(Aim of the task): Render all of the data below as a numbered list, omitting any blank lines.

* start Data for this exercise *

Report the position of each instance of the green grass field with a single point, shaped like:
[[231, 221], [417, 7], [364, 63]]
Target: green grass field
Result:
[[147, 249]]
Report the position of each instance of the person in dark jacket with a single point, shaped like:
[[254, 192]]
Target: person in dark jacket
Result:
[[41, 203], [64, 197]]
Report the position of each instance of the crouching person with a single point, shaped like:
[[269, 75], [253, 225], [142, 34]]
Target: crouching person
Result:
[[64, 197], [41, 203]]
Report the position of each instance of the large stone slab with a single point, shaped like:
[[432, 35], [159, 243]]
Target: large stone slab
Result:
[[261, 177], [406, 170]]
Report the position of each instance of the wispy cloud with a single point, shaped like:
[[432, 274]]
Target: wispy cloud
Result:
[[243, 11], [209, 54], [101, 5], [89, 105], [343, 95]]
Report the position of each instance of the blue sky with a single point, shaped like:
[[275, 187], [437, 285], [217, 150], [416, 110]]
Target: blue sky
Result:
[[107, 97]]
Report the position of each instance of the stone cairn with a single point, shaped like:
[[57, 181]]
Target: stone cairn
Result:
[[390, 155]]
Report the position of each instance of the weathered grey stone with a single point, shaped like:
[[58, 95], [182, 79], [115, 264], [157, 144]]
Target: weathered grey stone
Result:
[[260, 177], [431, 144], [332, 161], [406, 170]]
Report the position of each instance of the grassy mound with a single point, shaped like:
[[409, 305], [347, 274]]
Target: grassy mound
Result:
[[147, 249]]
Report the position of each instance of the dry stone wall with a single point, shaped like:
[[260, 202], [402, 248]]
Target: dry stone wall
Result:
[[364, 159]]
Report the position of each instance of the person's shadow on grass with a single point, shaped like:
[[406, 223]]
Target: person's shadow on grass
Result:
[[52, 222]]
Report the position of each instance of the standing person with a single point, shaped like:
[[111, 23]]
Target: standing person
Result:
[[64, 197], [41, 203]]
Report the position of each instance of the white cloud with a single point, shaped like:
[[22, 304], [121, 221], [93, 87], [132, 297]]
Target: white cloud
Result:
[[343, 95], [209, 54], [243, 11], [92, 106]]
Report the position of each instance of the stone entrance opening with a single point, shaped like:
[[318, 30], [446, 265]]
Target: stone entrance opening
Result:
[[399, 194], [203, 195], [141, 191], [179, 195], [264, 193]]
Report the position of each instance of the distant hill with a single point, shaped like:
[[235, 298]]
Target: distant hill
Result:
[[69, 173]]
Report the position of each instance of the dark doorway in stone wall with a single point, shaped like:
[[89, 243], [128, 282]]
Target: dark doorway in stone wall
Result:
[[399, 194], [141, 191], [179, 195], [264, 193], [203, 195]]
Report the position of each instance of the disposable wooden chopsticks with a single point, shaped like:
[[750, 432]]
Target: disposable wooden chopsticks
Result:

* end Data for this exercise *

(Solved exercise):
1. Report the position of each instance of the green grass field with a single point, shaped like:
2. [[231, 221], [417, 7], [364, 63]]
3. Target: green grass field
4. Result:
5. [[147, 249]]
6. Report the position of each instance of the person in dark jacket with a single point, shaped like:
7. [[254, 192]]
8. Target: person in dark jacket
9. Result:
10. [[41, 203], [64, 197]]
11. Report the position of each instance of the crouching person with a single point, shaped like:
12. [[269, 75], [253, 225], [142, 34]]
13. Target: crouching person
14. Result:
15. [[64, 197], [41, 203]]
16. Report the position of each instance of the large stone slab with a single point, shaped like:
17. [[432, 35], [159, 243]]
18. Target: large stone slab
19. Result:
20. [[261, 177], [406, 170]]
21. Report the position of each instance of the wispy cloud with a single point, shaped like:
22. [[432, 274]]
23. Target: wispy cloud
24. Result:
25. [[243, 11], [209, 54], [101, 5], [89, 105], [343, 95]]
26. Report the position of each instance of the blue sky with a single point, shaped like:
27. [[275, 187], [437, 285], [217, 150], [416, 110]]
28. Target: blue sky
29. Result:
30. [[107, 97]]
31. Report the position of each instance of the stone cairn with a single point, shaped like:
32. [[57, 181]]
33. Target: stone cairn
34. Result:
35. [[390, 155]]
36. Report the position of each instance of the weathered grey stone with a single point, shaped like:
37. [[58, 95], [182, 79], [115, 264], [157, 144]]
38. Target: weathered grey stone
39. Result:
40. [[260, 177], [431, 144], [332, 161], [406, 170]]
41. Report the position of each instance of the grassy mound with a single point, shaped like:
42. [[409, 305], [347, 274]]
43. Target: grassy mound
44. Result:
45. [[147, 249]]
46. Report the position of each instance of the dry stone wall with a single point, shaped like:
47. [[260, 202], [402, 248]]
48. Target: dry stone wall
49. Result:
50. [[364, 159]]
51. Report the position of each instance of the person's shadow on grass with a single point, shaped like:
52. [[406, 223]]
53. Target: person's shadow on grass
54. Result:
55. [[52, 222]]
56. Report the position of each instance of the standing person with a single point, shaped like:
57. [[111, 23]]
58. Target: standing person
59. Result:
60. [[64, 197], [41, 203]]
61. Report the position of each instance of the white cloud with a single point, shaped like:
62. [[22, 304], [121, 221], [93, 87], [132, 297]]
63. Target: white cloud
64. Result:
65. [[343, 95], [209, 54], [243, 11], [92, 106]]
66. Report the position of each instance of the stone entrance opening with a single point, shaped like:
67. [[318, 30], [446, 265]]
68. Target: stone entrance opening
69. Result:
70. [[399, 194], [203, 195], [141, 191], [179, 195], [264, 193]]
71. Report the position of each instance of the distant hill with a single point, shaped like:
72. [[235, 298]]
73. Target: distant hill
74. Result:
75. [[69, 173]]
76. Report the position of each instance of the dark doorway in stone wall with a single point, shaped like:
77. [[89, 243], [128, 282]]
78. Target: dark doorway in stone wall
79. Result:
80. [[399, 194], [141, 191], [179, 195], [264, 193], [203, 195]]
81. Report the position of each instance of the disposable wooden chopsticks with a single point, shaped like:
82. [[750, 432]]
83. Target: disposable wooden chopsticks
84. Result:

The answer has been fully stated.